#### [DOCUMENT SECTION]
Glenn Ligon. One Black Day, 2012. © Glenn Ligon; Courtesy of the artist, Luhring Augustine, New York, Regen Projects, Los Angeles, and Thomas Dane Gallery, London.
Ogden Museum of Southern Art, New Orleans
30 September 2017 – 21 January 2018
by ALLIE BISWAS
In 2016, the Joyner/Giuffrida Collection was celebrated through a publication of nearly 400 pages. The book elucidated the collection’s prominence as one of the most significant holdings of modern and contemporary work by African-American and African diaspora artists. Works from the collection are now on display in an exhibition at the Ogden Museum of Southern Art in New Orleans, which similarly draws attention to the important developments made by black artists over the past 70 years or so, specifically relating to abstraction.

#### [PROBLEM SET]
- A) Summarize the exhibition review in two sentences.
- B) Proceed with the exhibition review, picking up after its final sentence.
The data has no connection to the exhibition review.

#### [RECORDED INFORMATION]
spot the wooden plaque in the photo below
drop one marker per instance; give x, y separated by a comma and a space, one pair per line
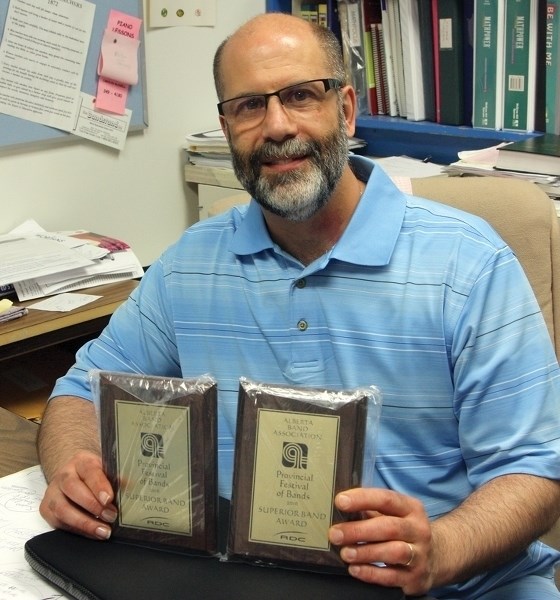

#### [PER-TASK OUTPUTS]
- A) In 2016, a publication of nearly 400 pages celebrated the Joyner/Giuffrida Collection as one of the most significant holdings of modern and contemporary work by African-American and African diaspora artists. Works from the collection are now on display at the Ogden Museum of Southern Art in New Orleans, in an exhibition that draws attention to important developments in abstraction by black artists over roughly the past 70 years.

- B)
Norman Lewis. Afternoon, 1969. Oil on canvas, 72 x 88 in (182.9 x 223.5 cm). © Estate of Norman W. Lewis; Courtesy of Michael Rosenfeld Gallery LLC, New York, NY.
The show reflects on a number of interesting notions: the ways in which postwar black artists have constructed their identity through their reliance on abstraction; the formal affinities between artists of different generations; and the role of non-figurative art as both personal expression and political impetus. Aside from these inquiries, though, is a clear intention to rewrite a mainstream art historical narrative that has repeatedly refused to include art made by black American artists. Indeed, the premise of the Joyner/Giuffrida Collection, which was started by San Francisco-based couple Pamela J Joyner and Alfred J Giuffrida in 1999, has been, in effect, to correct how the development of modern and postmodern painting and sculpture in the US has been recorded.
Leonardo Drew. Number 52S, 2015. Wood, 96 x 96 x 14 in (243.9 x 243.9 x 35.6 cm). © Leonardo Drew. Photograph: John Berens.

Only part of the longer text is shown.